**RECORD SET**:
┄┄┄┄┄┄┄┄┄┄┄┄┄┄┄┄┄┄┄┄

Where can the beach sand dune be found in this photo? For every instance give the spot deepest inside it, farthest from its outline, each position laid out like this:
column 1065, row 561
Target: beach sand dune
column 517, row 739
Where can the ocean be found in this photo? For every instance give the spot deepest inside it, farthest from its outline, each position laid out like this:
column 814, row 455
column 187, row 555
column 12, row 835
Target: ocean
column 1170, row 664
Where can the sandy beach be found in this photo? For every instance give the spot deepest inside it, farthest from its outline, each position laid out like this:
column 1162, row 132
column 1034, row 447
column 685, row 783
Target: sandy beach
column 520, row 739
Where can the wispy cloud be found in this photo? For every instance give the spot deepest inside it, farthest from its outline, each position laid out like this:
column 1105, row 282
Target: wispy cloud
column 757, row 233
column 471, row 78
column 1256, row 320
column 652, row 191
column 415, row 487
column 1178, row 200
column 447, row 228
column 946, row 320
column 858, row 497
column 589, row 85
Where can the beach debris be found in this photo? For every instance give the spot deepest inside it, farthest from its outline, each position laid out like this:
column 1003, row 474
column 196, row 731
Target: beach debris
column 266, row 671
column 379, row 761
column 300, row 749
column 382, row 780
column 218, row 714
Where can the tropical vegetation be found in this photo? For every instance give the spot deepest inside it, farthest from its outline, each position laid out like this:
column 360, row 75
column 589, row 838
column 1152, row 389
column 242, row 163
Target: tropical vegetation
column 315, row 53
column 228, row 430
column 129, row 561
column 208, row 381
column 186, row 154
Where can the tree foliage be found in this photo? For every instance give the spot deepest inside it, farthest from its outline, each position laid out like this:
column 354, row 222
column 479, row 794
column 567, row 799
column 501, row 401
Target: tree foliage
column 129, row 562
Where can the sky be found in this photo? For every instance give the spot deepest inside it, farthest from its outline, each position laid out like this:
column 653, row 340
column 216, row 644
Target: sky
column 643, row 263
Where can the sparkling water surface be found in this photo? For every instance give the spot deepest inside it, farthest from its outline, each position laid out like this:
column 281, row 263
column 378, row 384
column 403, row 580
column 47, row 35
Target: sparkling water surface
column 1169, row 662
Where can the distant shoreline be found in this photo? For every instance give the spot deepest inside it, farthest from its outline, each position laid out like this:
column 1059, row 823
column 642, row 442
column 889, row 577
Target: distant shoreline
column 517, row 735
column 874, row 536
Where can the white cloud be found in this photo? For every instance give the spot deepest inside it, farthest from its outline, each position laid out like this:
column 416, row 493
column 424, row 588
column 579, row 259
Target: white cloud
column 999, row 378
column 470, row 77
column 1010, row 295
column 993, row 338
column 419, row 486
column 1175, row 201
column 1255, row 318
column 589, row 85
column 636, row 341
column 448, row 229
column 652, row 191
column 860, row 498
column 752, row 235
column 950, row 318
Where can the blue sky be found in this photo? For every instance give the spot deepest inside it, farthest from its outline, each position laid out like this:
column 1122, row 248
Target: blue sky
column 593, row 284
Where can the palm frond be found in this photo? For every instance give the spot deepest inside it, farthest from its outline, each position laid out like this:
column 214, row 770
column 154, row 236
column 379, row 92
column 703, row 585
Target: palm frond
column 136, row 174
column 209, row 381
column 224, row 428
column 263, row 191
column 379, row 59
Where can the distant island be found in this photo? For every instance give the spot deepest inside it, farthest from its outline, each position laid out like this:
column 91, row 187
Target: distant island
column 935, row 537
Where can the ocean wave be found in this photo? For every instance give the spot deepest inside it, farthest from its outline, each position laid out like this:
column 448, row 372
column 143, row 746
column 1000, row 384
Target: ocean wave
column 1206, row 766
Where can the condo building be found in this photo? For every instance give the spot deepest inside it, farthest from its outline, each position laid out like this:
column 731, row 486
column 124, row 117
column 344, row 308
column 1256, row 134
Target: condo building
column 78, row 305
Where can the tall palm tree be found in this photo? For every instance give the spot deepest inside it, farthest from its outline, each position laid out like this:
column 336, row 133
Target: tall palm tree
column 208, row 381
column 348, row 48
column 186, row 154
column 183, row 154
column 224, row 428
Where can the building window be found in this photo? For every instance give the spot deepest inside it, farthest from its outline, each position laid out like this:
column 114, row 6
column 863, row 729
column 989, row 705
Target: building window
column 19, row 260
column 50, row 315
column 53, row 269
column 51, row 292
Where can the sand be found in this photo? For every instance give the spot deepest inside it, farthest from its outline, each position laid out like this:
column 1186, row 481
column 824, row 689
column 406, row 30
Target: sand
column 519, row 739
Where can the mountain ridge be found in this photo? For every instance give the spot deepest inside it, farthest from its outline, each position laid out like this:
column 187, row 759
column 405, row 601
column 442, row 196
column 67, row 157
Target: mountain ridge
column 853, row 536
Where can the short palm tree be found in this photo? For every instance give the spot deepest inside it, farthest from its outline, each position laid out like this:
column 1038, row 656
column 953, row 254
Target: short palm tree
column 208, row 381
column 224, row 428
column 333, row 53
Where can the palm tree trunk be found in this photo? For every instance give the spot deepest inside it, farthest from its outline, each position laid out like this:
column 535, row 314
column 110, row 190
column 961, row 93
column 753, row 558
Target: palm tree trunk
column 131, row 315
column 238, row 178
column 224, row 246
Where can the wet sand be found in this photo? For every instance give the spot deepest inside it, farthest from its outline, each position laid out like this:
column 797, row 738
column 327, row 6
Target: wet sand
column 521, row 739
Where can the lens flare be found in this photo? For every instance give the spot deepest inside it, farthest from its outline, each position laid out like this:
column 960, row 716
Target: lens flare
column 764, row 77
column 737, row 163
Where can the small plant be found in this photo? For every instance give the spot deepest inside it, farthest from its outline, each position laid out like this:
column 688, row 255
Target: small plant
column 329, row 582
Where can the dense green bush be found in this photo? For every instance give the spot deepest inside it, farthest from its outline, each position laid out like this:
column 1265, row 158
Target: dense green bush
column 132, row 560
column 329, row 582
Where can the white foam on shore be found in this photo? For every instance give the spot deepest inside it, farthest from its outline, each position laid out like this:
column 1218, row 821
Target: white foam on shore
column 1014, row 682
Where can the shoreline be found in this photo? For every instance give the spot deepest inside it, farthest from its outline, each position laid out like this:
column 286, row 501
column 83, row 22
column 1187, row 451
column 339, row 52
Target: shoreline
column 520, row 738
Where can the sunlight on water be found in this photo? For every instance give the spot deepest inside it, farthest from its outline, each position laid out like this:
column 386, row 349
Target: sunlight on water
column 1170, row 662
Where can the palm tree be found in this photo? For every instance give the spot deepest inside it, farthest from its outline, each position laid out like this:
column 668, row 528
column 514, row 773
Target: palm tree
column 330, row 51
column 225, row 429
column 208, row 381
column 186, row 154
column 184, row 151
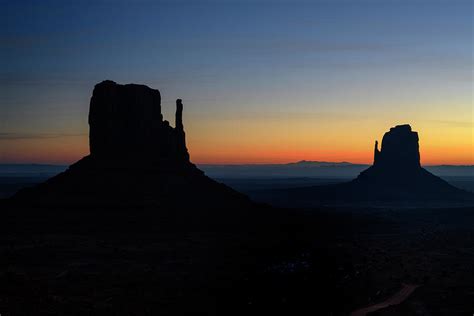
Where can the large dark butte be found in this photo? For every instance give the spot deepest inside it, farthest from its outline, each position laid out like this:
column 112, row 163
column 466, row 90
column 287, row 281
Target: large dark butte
column 134, row 227
column 136, row 158
column 396, row 178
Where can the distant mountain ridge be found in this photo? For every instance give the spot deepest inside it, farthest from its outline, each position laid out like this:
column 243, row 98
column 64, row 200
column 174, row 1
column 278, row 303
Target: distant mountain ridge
column 303, row 168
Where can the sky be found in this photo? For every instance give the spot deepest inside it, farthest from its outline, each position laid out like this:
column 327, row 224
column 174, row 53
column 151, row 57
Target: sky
column 261, row 81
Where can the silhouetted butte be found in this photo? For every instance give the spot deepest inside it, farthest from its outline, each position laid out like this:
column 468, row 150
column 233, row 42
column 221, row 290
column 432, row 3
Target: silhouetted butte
column 136, row 158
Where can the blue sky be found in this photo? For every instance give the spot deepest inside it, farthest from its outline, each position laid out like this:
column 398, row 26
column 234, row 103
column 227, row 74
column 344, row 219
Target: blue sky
column 375, row 63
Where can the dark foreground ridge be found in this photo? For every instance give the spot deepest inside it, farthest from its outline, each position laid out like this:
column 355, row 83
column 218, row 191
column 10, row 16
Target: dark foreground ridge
column 395, row 179
column 136, row 158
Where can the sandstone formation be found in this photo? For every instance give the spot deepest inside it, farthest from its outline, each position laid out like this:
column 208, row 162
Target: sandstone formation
column 396, row 178
column 397, row 173
column 136, row 158
column 400, row 150
column 126, row 124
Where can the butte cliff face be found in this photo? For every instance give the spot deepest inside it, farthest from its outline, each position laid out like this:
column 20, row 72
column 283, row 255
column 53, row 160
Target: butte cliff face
column 397, row 173
column 400, row 149
column 136, row 158
column 126, row 125
column 395, row 179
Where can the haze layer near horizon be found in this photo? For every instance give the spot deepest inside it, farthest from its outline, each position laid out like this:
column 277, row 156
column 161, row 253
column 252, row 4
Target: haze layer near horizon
column 261, row 82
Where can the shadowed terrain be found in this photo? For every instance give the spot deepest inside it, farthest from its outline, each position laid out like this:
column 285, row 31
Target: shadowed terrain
column 135, row 228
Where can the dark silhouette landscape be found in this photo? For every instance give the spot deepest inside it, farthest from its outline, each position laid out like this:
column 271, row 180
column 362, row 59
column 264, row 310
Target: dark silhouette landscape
column 135, row 228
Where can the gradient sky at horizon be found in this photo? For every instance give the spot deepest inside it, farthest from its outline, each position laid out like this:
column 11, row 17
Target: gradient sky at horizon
column 261, row 81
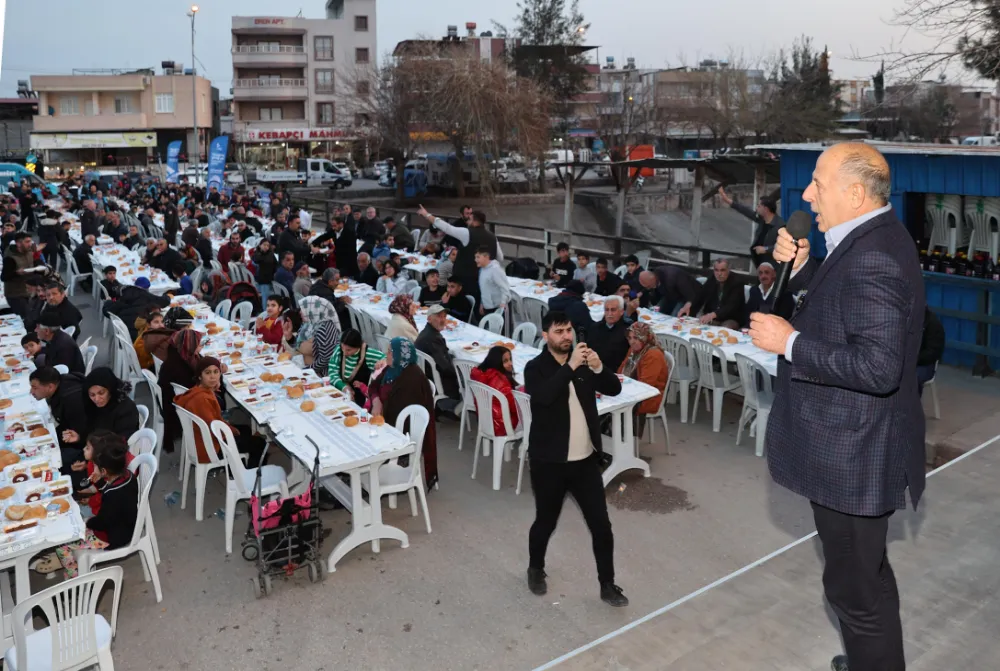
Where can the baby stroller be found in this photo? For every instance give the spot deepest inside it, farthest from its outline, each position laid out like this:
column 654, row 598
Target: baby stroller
column 285, row 535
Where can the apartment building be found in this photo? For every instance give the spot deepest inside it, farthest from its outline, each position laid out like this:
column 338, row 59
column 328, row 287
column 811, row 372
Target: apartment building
column 114, row 117
column 295, row 81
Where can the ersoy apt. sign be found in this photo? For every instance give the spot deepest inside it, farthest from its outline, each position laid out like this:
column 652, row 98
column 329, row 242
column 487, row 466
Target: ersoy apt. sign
column 299, row 134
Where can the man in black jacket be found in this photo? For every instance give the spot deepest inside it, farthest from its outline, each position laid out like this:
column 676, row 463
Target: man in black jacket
column 571, row 302
column 931, row 349
column 64, row 395
column 325, row 288
column 722, row 300
column 60, row 348
column 609, row 337
column 204, row 248
column 88, row 220
column 566, row 450
column 59, row 311
column 768, row 225
column 164, row 257
column 291, row 240
column 366, row 272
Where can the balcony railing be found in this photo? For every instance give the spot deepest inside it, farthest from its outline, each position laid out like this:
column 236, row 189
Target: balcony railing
column 268, row 49
column 269, row 83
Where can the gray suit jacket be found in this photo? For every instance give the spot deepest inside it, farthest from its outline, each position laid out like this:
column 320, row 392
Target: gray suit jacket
column 847, row 428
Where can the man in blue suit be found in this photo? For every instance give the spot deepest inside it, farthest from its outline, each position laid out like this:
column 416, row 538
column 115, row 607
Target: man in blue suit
column 847, row 428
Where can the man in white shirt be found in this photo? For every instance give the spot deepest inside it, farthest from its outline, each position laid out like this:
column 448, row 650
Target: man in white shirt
column 563, row 382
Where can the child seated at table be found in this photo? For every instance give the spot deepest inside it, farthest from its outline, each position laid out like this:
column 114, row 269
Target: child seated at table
column 33, row 349
column 90, row 495
column 269, row 326
column 113, row 526
column 432, row 291
column 111, row 283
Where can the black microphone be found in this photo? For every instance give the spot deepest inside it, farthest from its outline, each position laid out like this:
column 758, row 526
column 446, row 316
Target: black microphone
column 799, row 226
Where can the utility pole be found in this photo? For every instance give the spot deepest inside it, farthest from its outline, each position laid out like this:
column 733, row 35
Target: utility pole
column 194, row 102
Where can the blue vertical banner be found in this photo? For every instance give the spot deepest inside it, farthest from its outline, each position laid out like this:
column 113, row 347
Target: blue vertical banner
column 173, row 152
column 217, row 161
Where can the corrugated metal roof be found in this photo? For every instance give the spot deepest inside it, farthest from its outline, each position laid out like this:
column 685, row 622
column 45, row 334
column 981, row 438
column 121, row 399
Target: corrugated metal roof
column 893, row 148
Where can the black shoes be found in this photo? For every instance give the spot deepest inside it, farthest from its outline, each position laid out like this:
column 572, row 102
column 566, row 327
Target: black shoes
column 536, row 581
column 611, row 594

┄┄┄┄┄┄┄┄┄┄┄┄┄┄┄┄┄┄┄┄

Repeat exactly the lines above, starting with the first line of the records and finishing with the line holding "column 1105, row 282". Add no other line.

Where can the beach sand dune be found in this photo? For every instance give the spot deepest inside it, farthest from its outline, each position laid out like this:
column 1065, row 561
Target: beach sand dune
column 517, row 739
Where can the ocean be found in this photo? For every instance give the spot deepest inside it, farthest from its outline, each position laid out like this:
column 814, row 455
column 187, row 555
column 12, row 835
Target: ocean
column 1170, row 664
Where can the sandy beach be found in this photo? For every instance give the spot deepest inside it, farthest from its outline, each position laid out like this:
column 1162, row 132
column 1034, row 447
column 685, row 783
Target: sandy beach
column 520, row 739
Where can the wispy cloud be found in this photo? For every instance give the spot deepest inside it, farthest from its outline, each position laid out like this:
column 1105, row 282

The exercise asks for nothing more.